PROMPT -
Which lines in the listing below contain the string "oven"? Copy out each of them.

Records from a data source
========
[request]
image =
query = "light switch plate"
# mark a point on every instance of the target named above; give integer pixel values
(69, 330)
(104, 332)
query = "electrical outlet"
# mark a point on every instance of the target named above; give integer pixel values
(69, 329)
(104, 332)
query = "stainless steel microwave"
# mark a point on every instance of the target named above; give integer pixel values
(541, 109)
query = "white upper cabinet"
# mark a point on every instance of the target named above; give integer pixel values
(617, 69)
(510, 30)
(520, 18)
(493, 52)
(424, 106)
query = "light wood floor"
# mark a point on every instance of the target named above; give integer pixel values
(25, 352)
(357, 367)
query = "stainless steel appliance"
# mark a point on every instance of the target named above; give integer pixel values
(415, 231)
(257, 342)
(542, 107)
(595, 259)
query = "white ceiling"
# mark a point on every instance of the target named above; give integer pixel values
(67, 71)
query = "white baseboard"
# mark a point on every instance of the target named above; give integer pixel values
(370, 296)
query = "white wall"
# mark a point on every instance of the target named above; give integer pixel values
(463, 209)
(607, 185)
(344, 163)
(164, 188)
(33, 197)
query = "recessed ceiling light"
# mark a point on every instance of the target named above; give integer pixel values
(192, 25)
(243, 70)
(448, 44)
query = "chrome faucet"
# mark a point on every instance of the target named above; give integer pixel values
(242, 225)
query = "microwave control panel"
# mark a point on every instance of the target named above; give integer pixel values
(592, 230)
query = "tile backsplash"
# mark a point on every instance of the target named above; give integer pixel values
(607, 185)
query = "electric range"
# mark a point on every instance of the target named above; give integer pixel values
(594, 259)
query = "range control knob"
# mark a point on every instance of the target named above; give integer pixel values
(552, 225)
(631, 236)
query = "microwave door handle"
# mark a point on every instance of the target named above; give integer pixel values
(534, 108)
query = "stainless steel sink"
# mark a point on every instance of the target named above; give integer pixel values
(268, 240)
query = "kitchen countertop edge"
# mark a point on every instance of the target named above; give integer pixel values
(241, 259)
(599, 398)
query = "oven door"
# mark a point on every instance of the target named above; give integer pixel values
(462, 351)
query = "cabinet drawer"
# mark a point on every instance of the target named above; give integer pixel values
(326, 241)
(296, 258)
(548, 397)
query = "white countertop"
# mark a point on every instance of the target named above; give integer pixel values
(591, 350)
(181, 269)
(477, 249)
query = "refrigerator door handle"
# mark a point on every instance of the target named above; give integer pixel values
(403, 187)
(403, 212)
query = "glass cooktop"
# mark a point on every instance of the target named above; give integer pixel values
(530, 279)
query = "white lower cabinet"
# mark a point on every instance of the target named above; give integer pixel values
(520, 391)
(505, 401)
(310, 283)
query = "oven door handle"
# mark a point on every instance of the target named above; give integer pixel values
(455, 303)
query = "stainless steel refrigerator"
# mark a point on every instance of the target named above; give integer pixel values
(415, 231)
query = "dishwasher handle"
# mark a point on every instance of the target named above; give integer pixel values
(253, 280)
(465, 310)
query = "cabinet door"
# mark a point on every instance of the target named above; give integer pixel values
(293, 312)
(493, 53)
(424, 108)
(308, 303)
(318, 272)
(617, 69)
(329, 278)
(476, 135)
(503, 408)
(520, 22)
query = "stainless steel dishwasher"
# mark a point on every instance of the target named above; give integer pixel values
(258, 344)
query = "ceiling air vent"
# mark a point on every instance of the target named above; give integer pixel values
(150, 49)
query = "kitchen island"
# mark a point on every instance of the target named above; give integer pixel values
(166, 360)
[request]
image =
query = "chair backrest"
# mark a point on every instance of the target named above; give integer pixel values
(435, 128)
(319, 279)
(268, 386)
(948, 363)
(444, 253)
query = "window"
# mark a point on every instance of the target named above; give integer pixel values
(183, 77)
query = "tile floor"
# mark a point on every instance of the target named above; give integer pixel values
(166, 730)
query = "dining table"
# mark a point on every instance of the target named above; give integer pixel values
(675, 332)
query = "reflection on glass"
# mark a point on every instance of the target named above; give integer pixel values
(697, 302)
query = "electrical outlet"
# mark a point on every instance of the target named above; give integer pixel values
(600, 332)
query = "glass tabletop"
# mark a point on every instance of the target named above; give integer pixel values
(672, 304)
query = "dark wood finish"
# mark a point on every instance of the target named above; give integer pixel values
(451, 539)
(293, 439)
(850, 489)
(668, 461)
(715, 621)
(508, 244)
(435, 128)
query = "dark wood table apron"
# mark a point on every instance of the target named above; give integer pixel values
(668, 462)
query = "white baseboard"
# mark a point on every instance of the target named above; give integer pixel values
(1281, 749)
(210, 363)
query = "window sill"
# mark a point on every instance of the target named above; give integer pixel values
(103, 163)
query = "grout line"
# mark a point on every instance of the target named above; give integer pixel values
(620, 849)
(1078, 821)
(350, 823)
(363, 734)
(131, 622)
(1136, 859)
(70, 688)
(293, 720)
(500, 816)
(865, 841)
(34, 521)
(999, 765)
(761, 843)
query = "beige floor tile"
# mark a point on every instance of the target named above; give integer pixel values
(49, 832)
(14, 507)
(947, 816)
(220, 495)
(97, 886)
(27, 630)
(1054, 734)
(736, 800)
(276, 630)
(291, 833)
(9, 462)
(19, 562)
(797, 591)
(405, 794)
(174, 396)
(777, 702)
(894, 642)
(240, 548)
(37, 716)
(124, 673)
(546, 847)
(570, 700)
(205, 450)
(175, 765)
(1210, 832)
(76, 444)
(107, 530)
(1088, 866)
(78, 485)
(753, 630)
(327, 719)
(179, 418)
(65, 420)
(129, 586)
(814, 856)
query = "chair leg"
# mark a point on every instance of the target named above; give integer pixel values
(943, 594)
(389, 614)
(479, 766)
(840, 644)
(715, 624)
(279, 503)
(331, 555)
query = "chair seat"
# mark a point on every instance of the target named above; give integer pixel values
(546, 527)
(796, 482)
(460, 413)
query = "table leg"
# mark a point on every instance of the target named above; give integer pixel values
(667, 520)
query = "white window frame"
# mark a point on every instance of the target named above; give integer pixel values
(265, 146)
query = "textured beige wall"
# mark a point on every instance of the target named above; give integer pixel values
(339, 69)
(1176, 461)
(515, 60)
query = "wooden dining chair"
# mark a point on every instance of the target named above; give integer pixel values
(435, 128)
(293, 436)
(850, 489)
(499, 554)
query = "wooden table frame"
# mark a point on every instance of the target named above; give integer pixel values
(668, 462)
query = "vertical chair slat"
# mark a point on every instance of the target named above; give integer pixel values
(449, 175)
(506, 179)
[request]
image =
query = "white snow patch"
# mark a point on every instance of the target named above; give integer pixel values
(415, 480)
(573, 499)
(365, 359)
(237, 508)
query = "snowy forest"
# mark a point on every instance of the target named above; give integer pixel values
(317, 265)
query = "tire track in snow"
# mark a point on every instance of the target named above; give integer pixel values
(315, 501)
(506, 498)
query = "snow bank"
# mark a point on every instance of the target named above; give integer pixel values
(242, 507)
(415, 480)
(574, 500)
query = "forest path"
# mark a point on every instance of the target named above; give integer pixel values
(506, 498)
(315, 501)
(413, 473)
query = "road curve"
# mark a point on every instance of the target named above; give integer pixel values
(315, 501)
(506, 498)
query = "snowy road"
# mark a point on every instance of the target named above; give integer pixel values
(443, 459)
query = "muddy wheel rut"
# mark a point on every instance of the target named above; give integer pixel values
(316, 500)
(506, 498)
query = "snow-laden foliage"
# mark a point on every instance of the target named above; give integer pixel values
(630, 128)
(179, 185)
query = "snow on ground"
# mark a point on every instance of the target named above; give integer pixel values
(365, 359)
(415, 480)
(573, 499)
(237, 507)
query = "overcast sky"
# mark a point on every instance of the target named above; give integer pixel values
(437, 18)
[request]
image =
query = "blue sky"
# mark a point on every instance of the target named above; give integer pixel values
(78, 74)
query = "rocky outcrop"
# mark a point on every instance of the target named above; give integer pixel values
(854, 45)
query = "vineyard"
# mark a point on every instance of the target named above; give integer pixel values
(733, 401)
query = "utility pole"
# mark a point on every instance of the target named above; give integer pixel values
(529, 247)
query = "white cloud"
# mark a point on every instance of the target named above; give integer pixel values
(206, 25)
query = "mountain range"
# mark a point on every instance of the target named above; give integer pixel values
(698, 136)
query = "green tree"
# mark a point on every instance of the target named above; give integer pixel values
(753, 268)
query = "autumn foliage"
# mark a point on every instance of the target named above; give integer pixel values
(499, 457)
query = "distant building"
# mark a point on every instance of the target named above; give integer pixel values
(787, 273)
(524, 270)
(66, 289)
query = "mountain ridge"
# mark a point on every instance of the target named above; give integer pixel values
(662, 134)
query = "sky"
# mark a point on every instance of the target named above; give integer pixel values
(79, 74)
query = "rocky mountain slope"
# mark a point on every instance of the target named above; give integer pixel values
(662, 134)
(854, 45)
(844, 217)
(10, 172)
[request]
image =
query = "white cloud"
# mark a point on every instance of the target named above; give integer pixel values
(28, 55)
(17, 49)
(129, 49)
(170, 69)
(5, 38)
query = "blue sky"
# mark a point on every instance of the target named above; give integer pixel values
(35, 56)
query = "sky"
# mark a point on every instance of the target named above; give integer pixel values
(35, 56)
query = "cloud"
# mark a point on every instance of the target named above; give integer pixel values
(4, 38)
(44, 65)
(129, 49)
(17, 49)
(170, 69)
========
EXERCISE SOLUTION -
query = "oven door"
query = "oven door handle"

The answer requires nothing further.